What is needed:
Pull out every line of the entries below that contains the word "blue". Letter case matters.

Exercise input:
## BEGIN

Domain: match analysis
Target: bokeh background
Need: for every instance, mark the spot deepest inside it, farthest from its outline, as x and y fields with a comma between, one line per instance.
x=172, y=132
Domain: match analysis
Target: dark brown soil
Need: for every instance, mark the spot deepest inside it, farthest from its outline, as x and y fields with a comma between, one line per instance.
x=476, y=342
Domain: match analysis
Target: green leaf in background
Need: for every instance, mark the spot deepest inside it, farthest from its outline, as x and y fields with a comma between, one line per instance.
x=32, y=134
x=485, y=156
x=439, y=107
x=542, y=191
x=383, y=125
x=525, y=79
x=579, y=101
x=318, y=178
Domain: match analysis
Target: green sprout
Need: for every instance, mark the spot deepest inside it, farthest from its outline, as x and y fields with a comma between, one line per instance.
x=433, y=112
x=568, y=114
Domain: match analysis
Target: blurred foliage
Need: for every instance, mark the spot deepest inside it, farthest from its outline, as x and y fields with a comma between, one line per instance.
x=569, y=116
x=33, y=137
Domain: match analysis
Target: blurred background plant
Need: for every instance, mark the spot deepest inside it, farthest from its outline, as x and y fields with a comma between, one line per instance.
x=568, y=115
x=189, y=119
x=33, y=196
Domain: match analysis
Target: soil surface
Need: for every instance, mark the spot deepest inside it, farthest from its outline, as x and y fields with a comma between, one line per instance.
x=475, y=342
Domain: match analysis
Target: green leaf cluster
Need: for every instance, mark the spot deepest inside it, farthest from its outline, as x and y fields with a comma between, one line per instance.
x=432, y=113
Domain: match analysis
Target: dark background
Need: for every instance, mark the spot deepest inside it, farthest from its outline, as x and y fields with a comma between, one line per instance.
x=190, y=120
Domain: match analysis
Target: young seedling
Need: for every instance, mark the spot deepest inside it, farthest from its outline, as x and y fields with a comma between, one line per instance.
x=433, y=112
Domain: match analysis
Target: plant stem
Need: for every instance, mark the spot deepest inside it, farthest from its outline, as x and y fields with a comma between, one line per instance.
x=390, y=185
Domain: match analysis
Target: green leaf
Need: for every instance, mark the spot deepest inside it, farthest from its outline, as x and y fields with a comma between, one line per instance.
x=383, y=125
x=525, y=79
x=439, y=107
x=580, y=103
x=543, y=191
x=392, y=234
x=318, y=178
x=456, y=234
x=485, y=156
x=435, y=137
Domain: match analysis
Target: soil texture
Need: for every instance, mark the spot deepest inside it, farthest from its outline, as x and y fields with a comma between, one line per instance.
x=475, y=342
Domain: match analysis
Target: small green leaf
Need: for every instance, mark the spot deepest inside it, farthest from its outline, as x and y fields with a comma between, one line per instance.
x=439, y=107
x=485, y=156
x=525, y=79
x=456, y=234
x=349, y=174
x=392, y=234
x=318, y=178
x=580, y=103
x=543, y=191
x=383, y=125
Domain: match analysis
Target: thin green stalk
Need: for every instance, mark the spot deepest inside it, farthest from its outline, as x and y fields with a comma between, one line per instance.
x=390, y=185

## END
## BEGIN

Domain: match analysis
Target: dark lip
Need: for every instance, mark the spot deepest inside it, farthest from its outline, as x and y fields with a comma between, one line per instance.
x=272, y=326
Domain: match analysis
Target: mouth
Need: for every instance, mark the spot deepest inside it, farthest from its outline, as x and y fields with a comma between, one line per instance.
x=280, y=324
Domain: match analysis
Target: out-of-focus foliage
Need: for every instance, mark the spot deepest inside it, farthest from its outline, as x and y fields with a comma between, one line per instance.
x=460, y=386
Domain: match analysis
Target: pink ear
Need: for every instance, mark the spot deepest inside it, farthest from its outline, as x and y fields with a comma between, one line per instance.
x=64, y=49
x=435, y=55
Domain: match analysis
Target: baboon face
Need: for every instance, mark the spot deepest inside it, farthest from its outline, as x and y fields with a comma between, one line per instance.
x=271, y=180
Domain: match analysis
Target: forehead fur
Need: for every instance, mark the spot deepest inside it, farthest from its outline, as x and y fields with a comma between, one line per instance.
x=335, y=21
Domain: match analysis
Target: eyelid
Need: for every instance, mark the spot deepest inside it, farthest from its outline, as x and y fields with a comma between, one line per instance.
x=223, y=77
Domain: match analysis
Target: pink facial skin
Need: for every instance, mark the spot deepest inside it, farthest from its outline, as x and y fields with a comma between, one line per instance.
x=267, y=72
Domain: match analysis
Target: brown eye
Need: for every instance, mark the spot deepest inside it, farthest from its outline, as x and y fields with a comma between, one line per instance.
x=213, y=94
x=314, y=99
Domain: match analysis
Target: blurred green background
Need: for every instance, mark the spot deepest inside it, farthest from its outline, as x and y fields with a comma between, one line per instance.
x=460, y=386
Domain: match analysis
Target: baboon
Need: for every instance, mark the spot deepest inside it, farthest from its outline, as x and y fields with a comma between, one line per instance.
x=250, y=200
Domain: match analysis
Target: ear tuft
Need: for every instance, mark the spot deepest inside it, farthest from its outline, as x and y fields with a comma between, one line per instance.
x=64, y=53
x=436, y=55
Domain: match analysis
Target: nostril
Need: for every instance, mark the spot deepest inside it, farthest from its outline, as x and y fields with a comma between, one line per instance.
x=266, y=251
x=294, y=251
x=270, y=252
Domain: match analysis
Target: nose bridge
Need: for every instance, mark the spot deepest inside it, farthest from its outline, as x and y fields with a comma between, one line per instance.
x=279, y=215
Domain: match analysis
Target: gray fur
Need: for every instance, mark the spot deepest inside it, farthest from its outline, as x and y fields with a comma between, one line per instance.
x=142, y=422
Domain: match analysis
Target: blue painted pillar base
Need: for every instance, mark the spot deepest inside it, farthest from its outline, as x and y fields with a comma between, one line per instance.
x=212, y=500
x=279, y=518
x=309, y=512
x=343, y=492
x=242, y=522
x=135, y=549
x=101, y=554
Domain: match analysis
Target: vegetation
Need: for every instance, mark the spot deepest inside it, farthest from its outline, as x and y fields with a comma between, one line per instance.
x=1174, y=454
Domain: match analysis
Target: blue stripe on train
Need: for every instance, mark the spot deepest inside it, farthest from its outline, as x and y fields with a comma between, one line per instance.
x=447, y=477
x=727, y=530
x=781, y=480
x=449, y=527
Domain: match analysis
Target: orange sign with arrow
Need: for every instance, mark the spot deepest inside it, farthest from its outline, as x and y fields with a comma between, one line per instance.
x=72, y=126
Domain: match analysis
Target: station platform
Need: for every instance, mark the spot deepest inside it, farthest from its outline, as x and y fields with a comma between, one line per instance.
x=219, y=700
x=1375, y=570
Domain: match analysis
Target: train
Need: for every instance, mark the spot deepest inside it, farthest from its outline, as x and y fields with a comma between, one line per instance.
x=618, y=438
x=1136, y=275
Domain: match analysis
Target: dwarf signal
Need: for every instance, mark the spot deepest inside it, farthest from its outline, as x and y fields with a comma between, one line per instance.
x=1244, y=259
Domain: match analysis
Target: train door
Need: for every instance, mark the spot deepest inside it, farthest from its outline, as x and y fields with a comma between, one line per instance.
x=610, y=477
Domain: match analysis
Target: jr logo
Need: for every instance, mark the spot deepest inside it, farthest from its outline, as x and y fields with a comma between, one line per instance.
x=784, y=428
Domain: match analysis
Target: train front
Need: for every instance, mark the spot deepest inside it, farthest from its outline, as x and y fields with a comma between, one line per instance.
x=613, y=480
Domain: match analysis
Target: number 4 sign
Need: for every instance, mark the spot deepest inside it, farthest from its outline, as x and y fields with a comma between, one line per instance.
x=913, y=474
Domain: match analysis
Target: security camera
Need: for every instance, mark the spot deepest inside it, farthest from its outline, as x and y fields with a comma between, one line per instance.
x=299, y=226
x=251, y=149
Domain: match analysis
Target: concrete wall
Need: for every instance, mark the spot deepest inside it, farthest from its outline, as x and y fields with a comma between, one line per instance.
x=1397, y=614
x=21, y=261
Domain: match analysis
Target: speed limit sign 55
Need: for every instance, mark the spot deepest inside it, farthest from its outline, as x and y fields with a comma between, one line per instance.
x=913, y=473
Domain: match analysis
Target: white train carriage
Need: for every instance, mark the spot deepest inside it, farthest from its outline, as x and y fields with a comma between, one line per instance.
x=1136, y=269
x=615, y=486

## END
## BEGIN

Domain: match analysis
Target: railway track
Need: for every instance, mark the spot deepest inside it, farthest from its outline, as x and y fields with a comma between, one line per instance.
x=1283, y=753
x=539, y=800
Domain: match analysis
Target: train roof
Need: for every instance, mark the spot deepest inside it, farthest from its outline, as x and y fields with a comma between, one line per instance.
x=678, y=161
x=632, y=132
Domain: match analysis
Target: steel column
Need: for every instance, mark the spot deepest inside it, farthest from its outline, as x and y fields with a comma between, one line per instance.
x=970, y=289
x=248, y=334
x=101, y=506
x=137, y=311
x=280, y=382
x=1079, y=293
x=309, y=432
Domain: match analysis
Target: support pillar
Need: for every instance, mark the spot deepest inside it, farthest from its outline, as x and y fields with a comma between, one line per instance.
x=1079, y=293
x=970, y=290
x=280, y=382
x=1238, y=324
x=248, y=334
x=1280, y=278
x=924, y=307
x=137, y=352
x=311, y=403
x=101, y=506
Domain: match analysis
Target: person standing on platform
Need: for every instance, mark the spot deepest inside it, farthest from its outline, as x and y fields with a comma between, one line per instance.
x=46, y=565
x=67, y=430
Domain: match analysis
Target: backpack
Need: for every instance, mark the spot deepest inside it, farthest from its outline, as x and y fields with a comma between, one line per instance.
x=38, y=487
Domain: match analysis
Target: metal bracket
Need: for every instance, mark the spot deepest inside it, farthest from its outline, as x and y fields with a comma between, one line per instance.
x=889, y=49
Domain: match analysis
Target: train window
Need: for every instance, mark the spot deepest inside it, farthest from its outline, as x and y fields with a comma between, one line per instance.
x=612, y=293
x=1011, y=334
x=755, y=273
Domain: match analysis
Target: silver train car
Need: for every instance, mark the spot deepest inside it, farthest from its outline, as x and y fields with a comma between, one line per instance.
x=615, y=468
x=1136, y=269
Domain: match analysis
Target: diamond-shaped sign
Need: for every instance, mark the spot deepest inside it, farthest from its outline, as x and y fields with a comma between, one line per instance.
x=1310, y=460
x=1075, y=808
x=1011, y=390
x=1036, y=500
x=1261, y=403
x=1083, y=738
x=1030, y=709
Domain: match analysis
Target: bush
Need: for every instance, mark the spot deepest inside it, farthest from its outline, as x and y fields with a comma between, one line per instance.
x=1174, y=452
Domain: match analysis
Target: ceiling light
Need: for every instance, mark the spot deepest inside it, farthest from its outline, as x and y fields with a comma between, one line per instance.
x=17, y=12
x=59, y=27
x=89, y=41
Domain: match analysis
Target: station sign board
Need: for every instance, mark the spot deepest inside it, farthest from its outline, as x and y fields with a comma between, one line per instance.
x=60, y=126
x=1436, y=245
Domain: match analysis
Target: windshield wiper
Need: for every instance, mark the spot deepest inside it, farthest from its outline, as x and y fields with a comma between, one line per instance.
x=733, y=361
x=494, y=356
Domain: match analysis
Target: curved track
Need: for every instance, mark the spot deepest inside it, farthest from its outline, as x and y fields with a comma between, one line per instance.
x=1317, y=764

## END

Result of this exercise:
Target: blue painted pillar base
Target: blue stripe on train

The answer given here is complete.